**Excerpted passage**.
- - -
Next up was Hallelujah I Love Her So which reached No.5 in the R&B charts and was later a pop hit for Peggy Lee in 1959. Later in 1956, Ray recorded another gospel based song Leave My Woman Alone but the A-side and a R&B Top 10 hit was Lonely Avenue:

Lonely Avenue was not only a great record, it’s memorable for a couple of other good reasons – Doc Pomus and the Cookies. It was one of Doc’s earliest hits and the Cookies were a fabulous female vocal backing group. Although a femme chorus including Mary Ann Fisher had performed on the last thirty seconds of Drown In My Own Tears, Lonely Avenue was the first time an established female vocal group had featured prominently on a Ray Charles record and it strongly enhanced that record’s appeal. Those ladies were the Cookies who were later to become the Raelettes, of whom, more later. It’s worth adding that the girls added spice to Leave My Woman Alone too.

By 1957, Ray had had many R&B Chart successes but still had not had a record get into the US national pop chart – but that wrong was about to be put right, when a September release Swanee River Rock climbed to a respectable #34 near the end of the year.

Around 1957/1958, Ray was not enjoying the chart (R&B) success that he had been regularly getting over the previous three years or so, despite some admirable cuts: Get On The Right Track Baby, Talkin’ ‘Bout You, What Kind Of Man Are You and You Be My Baby were good records amongst others that did not trouble the charts. At face value this might have looked as though Ray’s career was in decline but that could not really have been further from the truth. His extraordinary musical ability was becoming known to an ever-widening audience including whites, who mostly would not have been aware of his prodigious talent previously. His exposure to a white audience no doubt had been assisted by Elvis recording I Got A Woman in 1956 and was helped further when the Everlys cut This Little Girl Of Mine in 1958.

At this time Ray was still only around 27 years old. The esteem in which he was held by fellow artists and important people in the music industry was growing and growing. Ray, too, was looking in different musical directions.

Over the years from the end of 1953, he had recorded quite a body of work that was left ‘in the can’ by Atlantic. Those tracks would probably be deemed to be good album material but that market in the 1950s was infinitesimal compared with that from the late-1960s onwards, especially for pop and R&B artists. Often LPs released by artists in those genres would simply contain material already issued as singles, or ones put together around a big selling hit to promote sales, lumped with sub-standard tracks. In the 1950s very few record companies would contemplate issuing new material aimed specifically at the album market.

In July 1957, Ray’s first LP comprised tracks that were all previously issued as singles. His second LP, The Great Ray Charles, was released a month later and contained, by contrast, all new material which was purely instrumental and very much jazz-oriented. The following year, Ray teamed up with jazz great Milt Jackson for an all instrumental album that consisted of material that leaned to the bluesier side of jazz. The five tracks on that album lasted almost forty minutes, almost unheard of in 1958 when not many LPs exceeded thirty minutes playing time. Milt showed his versatility by playing the vibraphone on three of the tracks but switched to piano or guitar for the others. For good measure, Ray played piano on four of the tracks but alto sax on the other.
- - -
**Given task 1**.
Answer these questions from the Ray Charles passage:
(a) What position did Hallelujah I Love Her So reach in the R&B charts?
(b) Which group did the Cookies later become?
(c) How long did the five tracks on the album with Milt Jackson last?
**Given task 2**.
Copy the Ray Charles passage word for word, starting with "At this time" and going on through "different musical directions.".

(Dataset excerpt)
- - -
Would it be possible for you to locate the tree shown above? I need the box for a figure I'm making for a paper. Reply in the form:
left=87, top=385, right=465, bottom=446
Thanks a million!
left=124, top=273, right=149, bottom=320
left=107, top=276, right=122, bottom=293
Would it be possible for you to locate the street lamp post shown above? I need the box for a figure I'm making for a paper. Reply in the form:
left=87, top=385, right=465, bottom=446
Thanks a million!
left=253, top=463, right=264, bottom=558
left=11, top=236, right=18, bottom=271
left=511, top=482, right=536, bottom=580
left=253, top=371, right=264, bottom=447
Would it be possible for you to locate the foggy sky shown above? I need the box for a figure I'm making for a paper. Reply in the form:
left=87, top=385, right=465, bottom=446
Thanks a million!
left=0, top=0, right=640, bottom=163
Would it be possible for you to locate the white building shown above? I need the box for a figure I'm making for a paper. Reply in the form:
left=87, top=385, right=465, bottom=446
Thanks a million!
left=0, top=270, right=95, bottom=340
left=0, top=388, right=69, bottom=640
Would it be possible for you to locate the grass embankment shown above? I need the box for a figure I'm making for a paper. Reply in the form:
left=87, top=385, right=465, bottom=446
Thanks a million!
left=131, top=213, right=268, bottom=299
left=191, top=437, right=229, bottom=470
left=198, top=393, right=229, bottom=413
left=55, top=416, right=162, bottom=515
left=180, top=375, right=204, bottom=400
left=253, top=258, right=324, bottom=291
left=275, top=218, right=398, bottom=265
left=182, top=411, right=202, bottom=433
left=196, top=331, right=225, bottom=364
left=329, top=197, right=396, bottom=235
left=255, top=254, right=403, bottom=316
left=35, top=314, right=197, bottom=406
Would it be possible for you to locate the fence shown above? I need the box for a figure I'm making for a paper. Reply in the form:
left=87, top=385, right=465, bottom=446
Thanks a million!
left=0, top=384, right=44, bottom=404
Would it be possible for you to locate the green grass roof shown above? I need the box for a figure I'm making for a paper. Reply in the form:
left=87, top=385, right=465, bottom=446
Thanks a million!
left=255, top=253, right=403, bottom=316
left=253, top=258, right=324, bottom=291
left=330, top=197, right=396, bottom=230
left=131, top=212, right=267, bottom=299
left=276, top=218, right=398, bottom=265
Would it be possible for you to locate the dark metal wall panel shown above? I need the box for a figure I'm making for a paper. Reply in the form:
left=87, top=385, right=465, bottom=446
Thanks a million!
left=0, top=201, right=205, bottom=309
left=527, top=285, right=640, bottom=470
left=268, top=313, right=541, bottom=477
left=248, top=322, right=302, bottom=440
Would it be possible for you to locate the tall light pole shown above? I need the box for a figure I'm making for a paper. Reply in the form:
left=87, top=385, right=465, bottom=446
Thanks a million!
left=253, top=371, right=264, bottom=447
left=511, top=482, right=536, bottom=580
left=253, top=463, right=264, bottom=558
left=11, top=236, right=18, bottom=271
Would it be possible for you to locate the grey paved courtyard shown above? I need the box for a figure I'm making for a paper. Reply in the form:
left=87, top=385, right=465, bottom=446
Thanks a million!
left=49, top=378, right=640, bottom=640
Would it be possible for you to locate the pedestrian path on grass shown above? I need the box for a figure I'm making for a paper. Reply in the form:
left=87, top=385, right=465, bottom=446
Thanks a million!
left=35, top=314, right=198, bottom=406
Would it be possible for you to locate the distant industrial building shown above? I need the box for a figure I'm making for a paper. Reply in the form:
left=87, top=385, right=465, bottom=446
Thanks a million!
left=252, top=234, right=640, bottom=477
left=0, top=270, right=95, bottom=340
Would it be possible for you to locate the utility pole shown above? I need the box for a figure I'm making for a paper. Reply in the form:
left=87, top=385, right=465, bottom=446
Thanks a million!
- - -
**Complete output 1**.
(a) No.5
(b) The Raelettes
(c) Almost forty minutes

**Complete output 2**.
At this time Ray was still only around 27 years old. The esteem in which he was held by fellow artists and important people in the music industry was growing and growing. Ray, too, was looking in different musical directions.